Written instruction A
List the things that, according to the climate-and-economy text, make starting a new small business more complicated.
Written instruction B
In the climate-and-economy text, on what network was the radio program about Kansas farm families broadcast?
Written instruction C
Print the passage of the climate-and-economy text between "Could zero-carbon R&D" and "local small towns.", inclusive.

Given text
═══
All infrastructure costs; and all of these costs have been subsidized over the past couple of centuries by cheap fossil fuels and fat fossil aquifers of water. It's quite likely that some of our wells today are drawing glacial melt-water from the last Ice Age. These are literally irreplaceable resources, although we do have some control over the rates of drawdown and replenishment.
It seems right now like a lot of people kind of throw their hands up and say it's not their problem. I've heard "This might just be natural," or "Those giant tropical plants from the Mesosoic sound nice," or "well, that does look like it could cause massive crop failures, famine, and poverty, but we can't afford to take any measures that would slow down the economy right now."
News flash: the economy is not doing a whole lot to stop poverty at the moment.
Nor is it impossible that 'costing' the economy could boost it. Most predictions place the economic costs of drought, dustbowls, hurricanes like Sandy and Katrina, and the political costs of vast numbers of displaced people and destroyed coastal industrial centers much higher than the cost of researching and implementing more efficient, and carbon-neutral or carbon-offsetting technologies.
Right now, starting a new small business is pretty complicated, and made more so by lots of subsidies, loopholes, added taxes, and fee-for-service licenses. Adding a carbon tax might not improve matters. But removing subsidies for unsustainable practices, simplifying tax codes, and making it easier across the board for folks to invent their own jobs based on actual physical reality (not legislative environments) might be a help.
We could tax, license, and regulate the poisons and carbon-rich fuels used in conventional agriculture instead of the folks who abstain from them, for example. Right now, the trend seems to be in the other direction, with North Atlantic and North Pacific trade agreements that undercut environmental protections.
Could zero-carbon R&D offer a similar economic boost to that we experienced during WWII? I'm just wondering; I know it's a very unconventional economic view. I'm one of those people who also thinks employing more people and being more judicious about machines might be good for the economy. I heard a radio program recently on NPR in which several Kansas farm families discussed how expanding their acreage to build a profitable big-ag farm has contributed to the evaporation of local small towns.
Wars aren't noted for their productive results (a lot of the ships, planes, and bombs that the War Effort manufactures get blown up, which seems like a lot lower return on investment than most speculators demand from other projects). Yet war seems to affect our psychology, making us collectively willing to do more work and make more sacrifices; and perhaps easier to lead and manipulate by the well-positioned industrial and government interests.
═══
Data excerpt
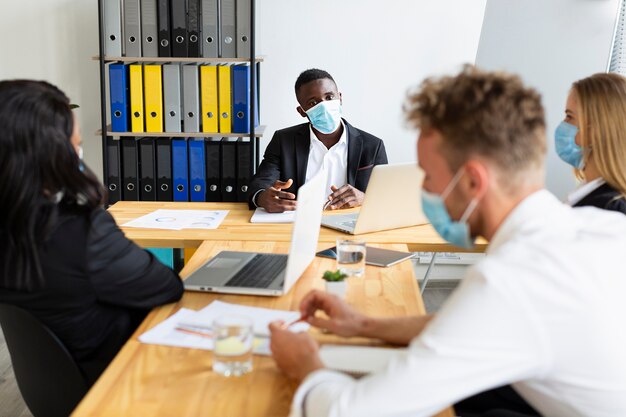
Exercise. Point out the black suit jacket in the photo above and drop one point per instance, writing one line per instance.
(99, 286)
(604, 197)
(287, 156)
═══
Written reply A
subsidies, loopholes, added taxes, fee-for-service licenses

Written reply B
NPR

Written reply C
Could zero-carbon R&D offer a similar economic boost to that we experienced during WWII? I'm just wondering; I know it's a very unconventional economic view. I'm one of those people who also thinks employing more people and being more judicious about machines might be good for the economy. I heard a radio program recently on NPR in which several Kansas farm families discussed how expanding their acreage to build a profitable big-ag farm has contributed to the evaporation of local small towns.